• Given information:
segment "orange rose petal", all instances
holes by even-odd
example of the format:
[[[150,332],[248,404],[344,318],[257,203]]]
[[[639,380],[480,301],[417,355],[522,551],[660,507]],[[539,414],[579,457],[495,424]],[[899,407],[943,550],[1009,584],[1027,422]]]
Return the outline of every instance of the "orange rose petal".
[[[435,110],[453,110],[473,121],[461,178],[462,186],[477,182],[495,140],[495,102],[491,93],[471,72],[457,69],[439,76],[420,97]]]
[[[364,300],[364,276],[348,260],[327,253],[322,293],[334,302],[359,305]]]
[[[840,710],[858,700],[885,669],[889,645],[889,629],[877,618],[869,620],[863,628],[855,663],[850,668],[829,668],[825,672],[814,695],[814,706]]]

• Your assignment: The answer is the line with "Return the outline" plus every line after it to the last line of the entries above, copied exactly and with no other lines.

• Your solution:
Return the outline of every instance of the "orange rose petal".
[[[435,110],[453,110],[473,121],[461,178],[462,186],[477,182],[495,140],[495,102],[491,93],[471,72],[457,69],[439,76],[420,97]]]
[[[364,300],[364,276],[348,260],[327,253],[322,293],[334,302],[359,305]]]
[[[840,710],[858,700],[885,669],[889,645],[889,629],[877,618],[869,620],[863,628],[855,663],[850,668],[829,668],[825,672],[814,695],[814,706]]]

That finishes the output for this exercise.